Dataset excerpts on object pointing ->
Start

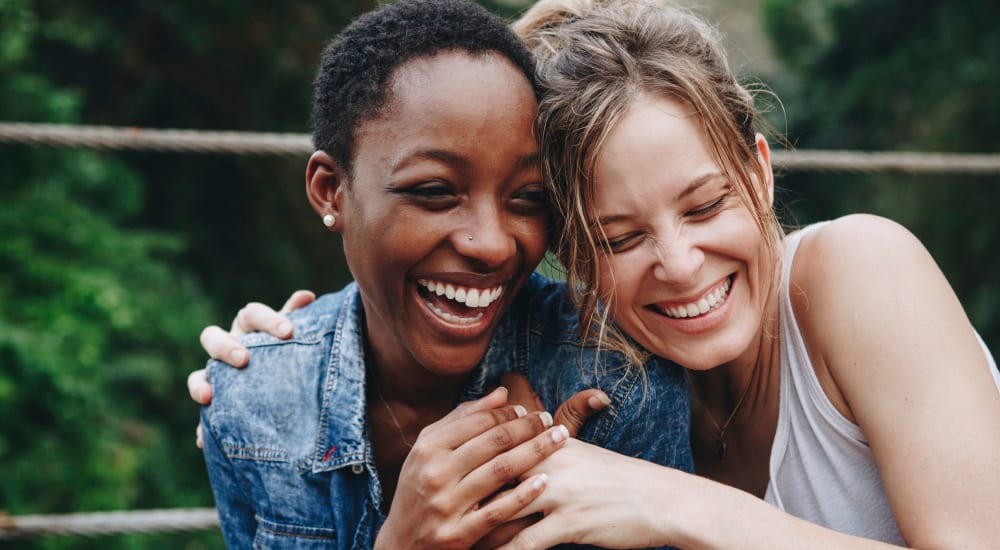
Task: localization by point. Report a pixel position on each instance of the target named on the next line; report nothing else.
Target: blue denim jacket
(286, 438)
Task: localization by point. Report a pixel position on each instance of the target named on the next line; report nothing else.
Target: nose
(678, 259)
(487, 239)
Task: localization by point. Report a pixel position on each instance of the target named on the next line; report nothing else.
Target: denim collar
(342, 437)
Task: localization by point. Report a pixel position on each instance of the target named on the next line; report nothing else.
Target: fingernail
(546, 419)
(539, 481)
(560, 433)
(598, 401)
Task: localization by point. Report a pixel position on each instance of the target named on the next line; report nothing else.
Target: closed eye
(709, 208)
(621, 243)
(432, 195)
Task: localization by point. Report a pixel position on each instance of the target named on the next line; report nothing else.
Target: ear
(764, 158)
(325, 182)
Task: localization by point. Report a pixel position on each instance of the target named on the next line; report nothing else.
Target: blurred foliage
(920, 75)
(112, 262)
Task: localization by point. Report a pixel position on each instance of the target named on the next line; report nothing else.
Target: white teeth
(469, 297)
(711, 301)
(472, 298)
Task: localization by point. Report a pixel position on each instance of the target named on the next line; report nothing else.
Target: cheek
(533, 237)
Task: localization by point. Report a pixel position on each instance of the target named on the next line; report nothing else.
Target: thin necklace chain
(392, 415)
(720, 452)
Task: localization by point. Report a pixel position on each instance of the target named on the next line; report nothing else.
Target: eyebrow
(691, 187)
(460, 161)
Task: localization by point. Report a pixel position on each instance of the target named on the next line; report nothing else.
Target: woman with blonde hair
(840, 395)
(833, 371)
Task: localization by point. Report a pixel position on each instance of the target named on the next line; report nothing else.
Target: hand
(225, 346)
(584, 504)
(443, 497)
(572, 413)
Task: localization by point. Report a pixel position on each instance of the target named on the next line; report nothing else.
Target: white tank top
(821, 466)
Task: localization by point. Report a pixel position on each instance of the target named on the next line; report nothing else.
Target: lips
(708, 302)
(456, 303)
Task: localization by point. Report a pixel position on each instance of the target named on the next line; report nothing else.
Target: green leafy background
(111, 262)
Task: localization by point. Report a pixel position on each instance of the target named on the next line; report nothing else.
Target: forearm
(697, 513)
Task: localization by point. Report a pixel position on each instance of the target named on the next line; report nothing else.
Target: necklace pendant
(720, 449)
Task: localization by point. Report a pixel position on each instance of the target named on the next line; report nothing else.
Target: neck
(719, 389)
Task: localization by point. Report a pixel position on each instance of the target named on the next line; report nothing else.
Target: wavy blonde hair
(595, 57)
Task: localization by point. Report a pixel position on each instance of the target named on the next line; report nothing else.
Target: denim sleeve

End

Challenge ->
Apart from the pictures, the entries above are to be repeated in full and exactly.

Answer in full ->
Task: localization by point. Report a pixel position on each instance of the target named on the next line; report nothing else.
Target: blue denim jacket
(286, 438)
Task: localization by point. Report a pixel position on each instance of the target named on the next line; report nothing else.
Target: nose
(678, 259)
(487, 239)
Task: localization by point. Report a pixel position on each instance of the target named on the next line; report nothing else.
Target: denim collar
(342, 437)
Task: localization by point. Report a pixel position on each instance of the target named on the next line; report nothing else.
Target: fingernail
(546, 419)
(539, 481)
(560, 433)
(598, 401)
Task: localization by point. Report a pixel position on each instance of the target named on the next line; report nothing else.
Target: closed eye
(709, 208)
(621, 243)
(432, 195)
Task: localization by point. Report a pixel position on each instance of the target named on the next line; report nothing else.
Target: ear
(764, 158)
(325, 182)
Task: localization by point. Report a pixel position on each instance of the target named on the next line; report nothing else.
Target: blurred foliage
(920, 75)
(112, 262)
Task: localization by point. Report a pixel position on each instance of the target named on the next line; report nothing else.
Target: white teeth
(469, 297)
(711, 301)
(472, 298)
Task: localization by point. Report a pixel position on each instance of the target named on the next line; report nothing else.
Target: cheek
(533, 237)
Task: localization by point. Report a pixel position on each instance of the target named on the next line; report nothing else.
Target: thin necklace chain
(392, 415)
(720, 452)
Task: localization by point. Report a pixel position on each instance of the target named on the next line; report nothing else.
Target: eyebrow
(691, 187)
(460, 161)
Task: localization by point. Report a pixel position on each instance of the target named on the next line; report nothing else.
Target: woman with blonde hair
(840, 395)
(833, 371)
Task: localization by point. Report a pixel position on each instance of the target named on the next line; report nothing else.
Target: hand
(225, 346)
(584, 504)
(443, 497)
(572, 413)
Task: localization by point. Report a pixel position on each instance of the target named on the next line; report nothing else.
Target: white tank top
(821, 466)
Task: localization by point. Report a pixel position on each instance of the target named on the next line; report nothing else.
Target: lips
(708, 302)
(456, 303)
Task: localization by point. Report a pixel position on each instance of the target named on the next line; report nothing else.
Target: green leafy background
(111, 262)
Task: localization by point. Report a pixel position on each instance of the target named on the next line; report nothing else.
Target: forearm
(697, 513)
Task: localization by point. Report a pixel position on each instance of the target named on the next line; report nothing else.
Target: necklace pendant
(720, 449)
Task: localization by point. Report a pixel position on each instance of the target named on the next line; report nothing else.
Target: neck
(719, 389)
Task: localization by point. Report a pixel position on each instance of the target named on the next line; report nothing else.
Target: wavy blonde hair
(595, 57)
Task: localization by point. Report a pixel position on each instance of the target named on the next line; report nothing else.
Target: denim sleeve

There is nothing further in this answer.